ITEMS —
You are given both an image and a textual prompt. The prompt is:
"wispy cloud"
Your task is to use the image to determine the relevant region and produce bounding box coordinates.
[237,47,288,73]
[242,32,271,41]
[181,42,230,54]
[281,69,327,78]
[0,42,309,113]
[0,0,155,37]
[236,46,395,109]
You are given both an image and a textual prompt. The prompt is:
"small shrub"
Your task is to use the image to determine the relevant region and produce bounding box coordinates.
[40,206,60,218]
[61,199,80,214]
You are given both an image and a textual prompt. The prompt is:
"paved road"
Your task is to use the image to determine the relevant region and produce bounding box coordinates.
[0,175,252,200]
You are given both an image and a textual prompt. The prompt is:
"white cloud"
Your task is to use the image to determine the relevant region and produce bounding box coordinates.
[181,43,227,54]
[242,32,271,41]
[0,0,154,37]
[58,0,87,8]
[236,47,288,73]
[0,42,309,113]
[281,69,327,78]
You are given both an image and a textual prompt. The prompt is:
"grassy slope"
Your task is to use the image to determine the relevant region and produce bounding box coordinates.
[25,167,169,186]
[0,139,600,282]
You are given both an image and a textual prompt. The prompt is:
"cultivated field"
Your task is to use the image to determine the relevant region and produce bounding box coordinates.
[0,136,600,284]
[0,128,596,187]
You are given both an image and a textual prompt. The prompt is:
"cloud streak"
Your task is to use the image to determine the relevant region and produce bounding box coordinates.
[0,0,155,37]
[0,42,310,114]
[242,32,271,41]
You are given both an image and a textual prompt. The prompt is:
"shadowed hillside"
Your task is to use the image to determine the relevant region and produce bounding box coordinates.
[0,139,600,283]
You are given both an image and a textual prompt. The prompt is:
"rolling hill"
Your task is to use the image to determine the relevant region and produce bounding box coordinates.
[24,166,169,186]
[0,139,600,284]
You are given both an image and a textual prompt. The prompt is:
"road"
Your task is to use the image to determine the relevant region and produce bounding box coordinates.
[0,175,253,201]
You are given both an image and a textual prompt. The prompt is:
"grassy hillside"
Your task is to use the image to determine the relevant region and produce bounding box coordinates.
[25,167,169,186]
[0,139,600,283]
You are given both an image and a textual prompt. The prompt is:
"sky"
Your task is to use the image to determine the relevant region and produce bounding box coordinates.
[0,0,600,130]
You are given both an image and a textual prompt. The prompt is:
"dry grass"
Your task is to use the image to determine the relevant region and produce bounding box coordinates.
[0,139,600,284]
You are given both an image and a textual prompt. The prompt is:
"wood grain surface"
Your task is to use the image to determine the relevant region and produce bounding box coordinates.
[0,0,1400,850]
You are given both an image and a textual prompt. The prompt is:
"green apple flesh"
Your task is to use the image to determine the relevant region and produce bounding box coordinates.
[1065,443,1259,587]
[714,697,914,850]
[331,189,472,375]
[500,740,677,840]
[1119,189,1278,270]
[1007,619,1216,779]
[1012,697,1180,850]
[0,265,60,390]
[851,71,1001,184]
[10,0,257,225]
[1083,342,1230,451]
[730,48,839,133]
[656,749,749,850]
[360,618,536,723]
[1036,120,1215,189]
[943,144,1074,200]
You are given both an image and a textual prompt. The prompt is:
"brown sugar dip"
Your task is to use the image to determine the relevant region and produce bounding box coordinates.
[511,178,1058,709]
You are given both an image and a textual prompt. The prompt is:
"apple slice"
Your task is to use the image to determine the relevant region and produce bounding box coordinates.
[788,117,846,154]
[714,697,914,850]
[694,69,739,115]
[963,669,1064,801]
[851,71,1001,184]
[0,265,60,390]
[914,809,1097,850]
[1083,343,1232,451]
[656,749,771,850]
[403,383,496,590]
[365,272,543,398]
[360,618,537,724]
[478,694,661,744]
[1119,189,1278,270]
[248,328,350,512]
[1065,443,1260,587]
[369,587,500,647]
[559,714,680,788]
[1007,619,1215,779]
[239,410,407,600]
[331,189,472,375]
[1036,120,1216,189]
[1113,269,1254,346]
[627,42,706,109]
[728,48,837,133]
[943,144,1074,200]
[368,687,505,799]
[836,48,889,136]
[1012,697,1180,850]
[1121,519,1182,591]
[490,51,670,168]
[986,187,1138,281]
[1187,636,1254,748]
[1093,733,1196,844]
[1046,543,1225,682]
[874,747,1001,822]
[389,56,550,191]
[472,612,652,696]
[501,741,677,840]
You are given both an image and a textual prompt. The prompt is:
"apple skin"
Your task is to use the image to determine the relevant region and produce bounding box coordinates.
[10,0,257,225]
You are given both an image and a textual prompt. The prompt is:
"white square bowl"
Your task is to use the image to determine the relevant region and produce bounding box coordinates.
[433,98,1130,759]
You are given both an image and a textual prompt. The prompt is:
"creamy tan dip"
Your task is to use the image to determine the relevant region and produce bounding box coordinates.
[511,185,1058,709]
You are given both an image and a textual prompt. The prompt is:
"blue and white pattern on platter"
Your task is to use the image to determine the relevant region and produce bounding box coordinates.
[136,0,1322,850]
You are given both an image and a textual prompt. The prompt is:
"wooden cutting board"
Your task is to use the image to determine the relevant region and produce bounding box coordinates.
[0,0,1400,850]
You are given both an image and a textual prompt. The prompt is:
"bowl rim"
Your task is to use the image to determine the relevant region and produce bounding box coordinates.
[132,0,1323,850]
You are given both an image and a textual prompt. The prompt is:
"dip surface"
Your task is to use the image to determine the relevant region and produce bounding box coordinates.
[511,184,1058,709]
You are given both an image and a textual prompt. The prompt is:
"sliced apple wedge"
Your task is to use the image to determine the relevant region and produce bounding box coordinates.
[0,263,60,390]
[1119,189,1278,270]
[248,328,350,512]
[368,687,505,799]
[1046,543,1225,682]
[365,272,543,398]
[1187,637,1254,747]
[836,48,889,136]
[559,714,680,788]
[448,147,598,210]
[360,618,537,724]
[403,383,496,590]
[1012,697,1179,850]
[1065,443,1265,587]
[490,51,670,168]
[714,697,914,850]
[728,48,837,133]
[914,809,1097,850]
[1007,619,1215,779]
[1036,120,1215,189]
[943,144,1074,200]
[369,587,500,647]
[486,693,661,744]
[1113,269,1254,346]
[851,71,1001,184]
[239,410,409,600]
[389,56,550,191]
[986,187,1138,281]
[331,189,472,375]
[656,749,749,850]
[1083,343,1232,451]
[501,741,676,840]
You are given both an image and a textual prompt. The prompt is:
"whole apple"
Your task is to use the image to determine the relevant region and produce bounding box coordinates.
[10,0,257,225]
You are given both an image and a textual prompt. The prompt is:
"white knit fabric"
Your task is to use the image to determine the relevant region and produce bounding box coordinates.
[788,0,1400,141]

EXERCISE DESCRIPTION — Every entry must be output again, exactly as written above.

FINAL RESULT —
You are given both an image and a textual prompt. The prompt is:
"wispy cloud"
Your task is to use the image to determine the relevant region and produce bounding box coordinates.
[237,47,288,73]
[242,32,271,41]
[181,42,230,54]
[281,69,327,78]
[0,42,309,113]
[0,0,155,37]
[236,46,395,109]
You are given both an image and a textual prompt. The prompt is:
"small shrub"
Your task is to use the image to determine the relevant region and produce bounding box coordinates.
[40,206,60,218]
[61,199,80,214]
You are given both an image and a textual prompt. The prompt is:
"paved road"
Your task is to use the image to determine the relevant region and produce bounding box coordinates.
[0,175,252,200]
You are given both an image and a textual prompt. The prompt is:
"white cloud"
Your task is to use the image to determine the relevant region and produce bounding box coordinates.
[181,43,227,54]
[242,32,271,41]
[0,0,154,37]
[58,0,87,8]
[236,47,288,73]
[0,42,309,113]
[281,69,327,78]
You are given both an image and a textual prompt. The prompt is:
"grassy slope"
Your task is to use the image to determine the relevant region and produce bounding box coordinates.
[25,167,169,186]
[0,139,600,282]
You are given both an image and a textual prompt. The prompt is:
"cultivated field"
Your task is to use the image to determine the relevant region and produce bounding box coordinates.
[0,136,600,284]
[0,128,596,187]
You are given both an image and a textual prompt. The prompt is:
"cloud streak"
Your task is to use the image to determine the relevant region and produce bounding box coordinates.
[0,0,155,37]
[0,42,310,114]
[242,32,271,41]
You are given both an image and a textual prompt. The prompt is:
"shadowed hillside"
Your task is to use the image to determine the relevant region and produce bounding box coordinates.
[0,139,600,283]
You are given both an image and a textual prompt. The prompt is:
"rolling hill"
Your task is to use the image to determine the relevant region and produce bounding box coordinates.
[24,166,169,186]
[0,139,600,284]
You are given both an image and a textual prompt. The prompt is:
"road"
Your task is to use the image to determine the relevant region and produce bounding box coordinates.
[0,175,253,201]
You are given both an image and a textual prompt. The prompt is:
"grassy hillside"
Your task is to use the image to determine the relevant region and produce bounding box coordinates.
[25,167,169,186]
[0,139,600,283]
You are given both an image and a textual prompt. The prompt is:
"sky"
Your task is to use the image to determine the relevant region and produce bounding box coordinates.
[0,0,600,130]
You are given both an image and a textual prompt. The prompt is:
"dry grass"
Your task is to use the image to determine the relevant region and produce bounding box coordinates.
[0,139,600,284]
You are given both an image and a textual prompt. The prompt is:
"wood grain surface"
Your task is to use the image to determine the relevant region and produce bounding box coordinates.
[0,0,1400,850]
You are given both an image and a textual prompt. The prompt is:
"green apple flesh"
Your task is to use the image to determine the relevant region and produce bounding box coordinates.
[1065,443,1259,587]
[714,697,914,850]
[331,189,472,375]
[500,740,677,840]
[1119,189,1278,270]
[1007,619,1216,779]
[1012,697,1180,850]
[0,265,60,390]
[851,71,1001,184]
[10,0,257,225]
[1083,342,1230,451]
[730,48,839,133]
[656,749,749,850]
[360,618,536,723]
[1036,120,1215,189]
[943,144,1074,200]
You are given both an image and a textual prompt. The prompt is:
"brown sugar dip"
Your task is to use the image to determine the relevant region and produce bounding box coordinates.
[511,178,1058,709]
You are given both an image and a textual prompt. The prompt is:
"apple slice"
Your task is to use the image to determine the relevant region and produce bounding box coordinates.
[788,117,846,154]
[714,697,914,850]
[694,69,739,115]
[963,669,1064,801]
[851,71,1001,184]
[0,265,60,390]
[914,809,1097,850]
[1083,343,1232,451]
[656,749,771,850]
[403,383,496,590]
[365,272,543,398]
[360,618,537,724]
[478,694,661,744]
[1119,189,1278,270]
[248,328,350,512]
[1065,443,1260,587]
[369,587,500,647]
[559,714,680,788]
[1007,619,1215,779]
[239,410,407,600]
[331,189,472,375]
[1036,120,1216,189]
[1113,269,1254,346]
[627,42,706,109]
[728,48,837,133]
[943,144,1074,200]
[368,687,505,799]
[836,48,889,136]
[1012,697,1180,850]
[1121,519,1182,591]
[490,51,670,168]
[986,187,1138,281]
[1187,636,1254,748]
[1093,733,1196,844]
[1046,543,1225,682]
[874,747,1001,822]
[389,56,550,191]
[472,612,652,696]
[501,741,677,840]
You are given both an image and a textual prompt. The prompt is:
"apple skin"
Your task is to use the image to determine the relevant region and produce bounding box coordinates.
[10,0,257,225]
You are given both an image and a textual prompt. The prompt is:
"white square bowl"
Your task is to use the image to determine the relevant region and produce bounding box coordinates.
[433,98,1130,759]
You are given both an image and a textual prompt. The prompt is:
"creamy tan dip"
Your task is to use the image to determine the relevant region and produce bounding box coordinates.
[511,185,1058,709]
You are given both an image and a textual prompt. The prompt is:
"blue and white pattern on platter"
Your task is to use the image to determine the relevant region and produce bounding box coordinates.
[136,0,1322,850]
You are given both an image and a textual prompt. The prompt is:
"wooden cutting board"
Your task is to use the image to determine the relevant region and produce bounding box coordinates.
[0,0,1400,850]
You are given both an image and a textual prompt. The prompt is:
"bowl rim"
Your task is to use the image to determine the relevant region and produce bounding box coordinates.
[132,0,1323,850]
You are given both an image and a textual prompt. The prompt is:
"dip surface"
Your task is to use the image to determine the relevant region and produce bounding box coordinates.
[511,184,1058,709]
You are given both an image and a textual prompt. The prompt is:
"sliced apple wedge"
Your task is to use the image to determine the relevant region and produce bounding box coordinates.
[0,263,60,390]
[1119,189,1278,270]
[248,328,350,512]
[368,687,505,799]
[1046,543,1225,682]
[365,272,543,398]
[1187,637,1254,747]
[836,48,889,136]
[559,714,680,788]
[448,147,598,210]
[360,618,537,724]
[403,383,496,590]
[1012,697,1179,850]
[1065,443,1265,587]
[490,51,670,168]
[714,697,914,850]
[728,48,837,133]
[914,809,1097,850]
[1007,619,1215,779]
[1036,120,1215,189]
[943,144,1074,200]
[369,587,500,647]
[486,693,661,744]
[1113,269,1254,346]
[851,71,1001,184]
[239,410,409,600]
[389,56,550,191]
[986,187,1138,281]
[331,189,472,375]
[656,749,749,850]
[1083,343,1232,451]
[501,741,676,840]
You are given both an image and a textual prompt. The prompt is:
"whole apple"
Your task is to use the image to determine the relevant region and produce bounding box coordinates.
[10,0,257,225]
You are given both an image and a textual prompt. The prompt is:
"white knit fabric"
Your task is to use the image to determine the relevant region and produce bounding box coordinates.
[788,0,1400,141]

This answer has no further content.